== EXCERPTED TEXT

Fonctionnalisation de biomatériaux pour l’ingénierie tissulaire du cartilage

Porteur de projet  : Jean-Daniel Malcor

Personnes impliquées dans le projet  : Marielle Pasdeloup, Frédéric Mallein-Gerin, Jérôme Lafont

Cartilage is an avascular tissue which possesses poor intrinsic healing properties. As osteoarthritis is a growing source of infirmity worldwide, cartilage repair represents an increasingly important clinical challenge. Our goal is to develop biomimetic approaches for cartilage tissue engineering. We design and fabricate biomaterials to host chondrocytes, the cellular component of cartilage, or mesenchymal stem cells (MSCs) derived from adipose tissue or dental pulp, due to their high proliferative abilities and versatile differentiation potential.

Our biomaterials also provide cells with the correct biological and mechanical cues to direct cellular response, including cell adhesion, survival, differentiation and function. In cartilage, the extracellular matrix (ECM), and in particular collagen, plays a predominant role in providing a biological and structural support for chondrocytes. We aim to replicate the key characteristics of the ECM in biomaterials seeded with chondrocytes or MSCs, and to produce a cellular microenvironment suitable with the formation of artificial engineered cartilage.

Our strategy is to employ triple-helical peptides (THPs), a family of biomimetic peptides that spontaneously assemble into a triple helix conformation that mimic the structure of collagen. We use THPs containing specific sequences that are ligands for collagen-binding receptors to replicate cellular interactions with collagen. Targeting key cell-surface receptors (such as the collagen-binding integrins α1β1, α2β1, α10β1 and α11β1, or the discoidin domain receptors 1 and 2) enables us to understand how collagen recognition precisely affect MSC fate and chondrocyte activity. This fundamental insight allows us to drive chondrogenesis and cartilage ECM production in biomaterials made from collagen, fibrin, PEG or agarose, both as hydrogels or porous scaffolds. In addition, we have developed crosslinking methodologies to improve the stability and rigidity of these biomaterials, making them suitable with the mechanical loads found in articular cartilage without affecting their biological activity.

====
== SOURCE MATERIAL

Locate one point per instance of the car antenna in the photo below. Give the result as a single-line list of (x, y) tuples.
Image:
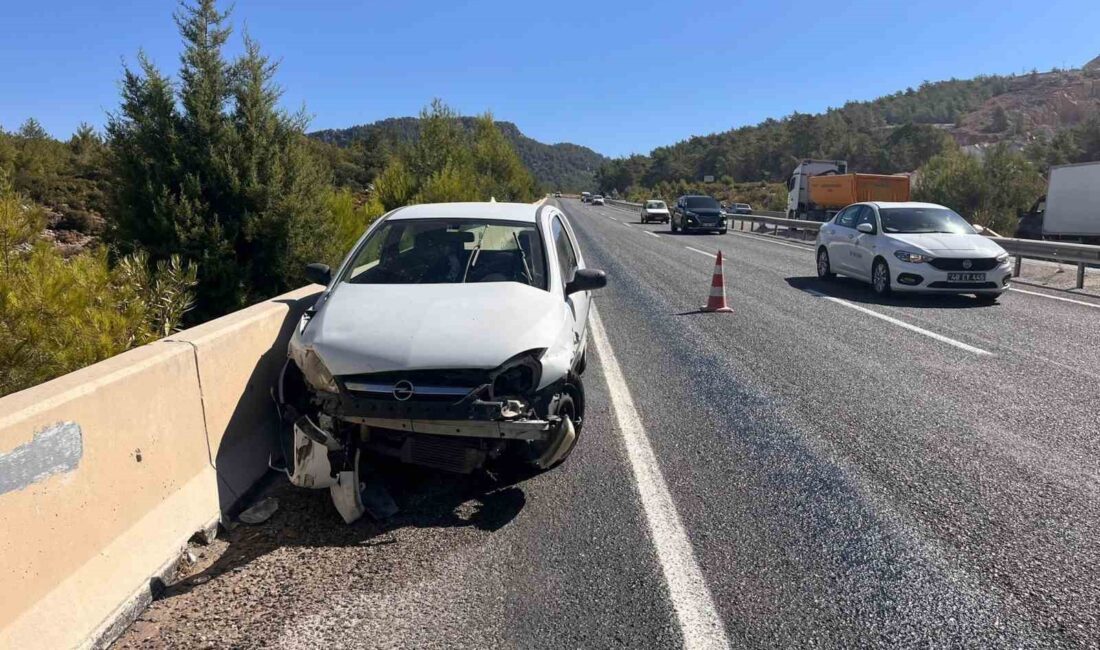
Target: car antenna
[(523, 257), (472, 261)]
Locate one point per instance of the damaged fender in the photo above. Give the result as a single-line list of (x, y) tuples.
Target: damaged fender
[(311, 465)]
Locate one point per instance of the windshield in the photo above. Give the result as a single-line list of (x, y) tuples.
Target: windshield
[(923, 220), (449, 251), (701, 202)]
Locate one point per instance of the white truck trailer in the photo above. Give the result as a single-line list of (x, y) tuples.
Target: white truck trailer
[(1070, 210)]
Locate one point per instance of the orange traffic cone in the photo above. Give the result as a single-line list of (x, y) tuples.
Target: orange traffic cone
[(717, 299)]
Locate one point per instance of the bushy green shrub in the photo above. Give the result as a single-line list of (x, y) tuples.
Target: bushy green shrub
[(59, 315), (986, 190)]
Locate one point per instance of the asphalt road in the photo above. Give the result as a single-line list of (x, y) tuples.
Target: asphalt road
[(831, 470)]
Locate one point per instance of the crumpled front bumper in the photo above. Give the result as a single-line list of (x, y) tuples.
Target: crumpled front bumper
[(468, 418)]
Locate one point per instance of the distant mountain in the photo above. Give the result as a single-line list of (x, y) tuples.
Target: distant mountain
[(564, 166), (894, 133)]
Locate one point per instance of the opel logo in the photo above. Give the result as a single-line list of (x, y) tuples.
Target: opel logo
[(403, 390)]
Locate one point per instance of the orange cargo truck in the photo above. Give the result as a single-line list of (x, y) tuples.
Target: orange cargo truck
[(832, 191)]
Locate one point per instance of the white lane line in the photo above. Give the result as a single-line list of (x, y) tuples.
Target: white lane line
[(763, 239), (1092, 305), (700, 623), (902, 323), (712, 255)]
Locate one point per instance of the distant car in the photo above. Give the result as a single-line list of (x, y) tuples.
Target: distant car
[(697, 212), (911, 246), (374, 368), (655, 210)]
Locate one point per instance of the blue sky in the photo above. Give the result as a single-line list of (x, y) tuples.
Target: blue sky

====

• ASSIGNED TASK 1:
In the text on cartilage tissue engineering, what family of biomimetic peptides does the group use to replicate collagen's structure?
• ASSIGNED TASK 2:
Write the next part of the text on biomaterials for cartilage tissue engineering, starting after its final sentence.

• RESPONSE AREA 1:
Triple-helical peptides (THPs).

• RESPONSE AREA 2:
We also employ THPs to specifically target the α10β1 integrin, a chondrocyte marker that plays a central role in cartilage homeostasis, to selectively retain chondrogenic MSCs and prompt their differentiation into chondrocytes. THP-functionalized cell-laden biomaterials will constitute, on the one hand, a platform to model cartilage in vitro and to conveniently study pathologies associated with cartilage (such as osteoarthritis) at a reduced cost; and on the other hand, patches destined to be implanted on damaged cartilage in vivo, to contribute to the repair of articular cartilage following traumatic injury.


Selected publications

1. A. Ziverec, D. Bax, R. Cameron, S. Best, M. Pasdeloup, E-J. Courtial, F. Mallein-Gerin, J-D. Malcor, The diazirine-mediated photo-crosslinking of collagen improves biomaterial mechanical properties and cellular interactions, Acta Biomater. (2024).

2. J-D. Malcor and F. Mallein-Gerin, Biomaterial functionalization with triple-helical peptides for tissue engineering, Acta Biomater.148 (2022) 1-21.

3. J-D. Malcor, V. Juskaite, D. Gavriilidou, E.J. Hunter, N. Davidenko, S. Hamaia, S. Sinha, R.E. Cameron, S.M. Best, B. Leitinger, R.W. Farndale, Coupling of a specific photoreactive triple-helical peptide to crosslinked collagen films restores binding and activation of DDR2 and VWF, Biomaterials 182 (2018) 21-34.

4. J-D. Malcor, D. Bax, S.W. Hamaia, N. Davidenko, S. Best, R. Cameron, R. Farndale, D. Bihan, The synthesis and coupling of photoreactive collagen-based peptides to restore integrin reactivity to an inert substrate, chemically-crosslinked collagen, Biomaterials 85 (2016) 65-77.

5. J-D. Malcor, E. Hunter, N. Davidenko, B. Bax, S. Best, R. Cameron, S. Sinha, R. Farndale, Collagen scaffolds functionalized with triple-helical peptides support 3D HUVEC culture, Regenerative Biomaterials 5 (2020) 7 471-481.

6. M. Colzani, J.D. Malcor, E.J. Hunter, S. Bayraktar, M. Polkinghorne, R. Cameron, S. Best, S. Sinha, R. Farndale, Modulating hESC-derived cardiomyocyte and endothelial cell function with triple-helical peptides for heart tissue engineering, Biomaterials 269 (2021) 120612.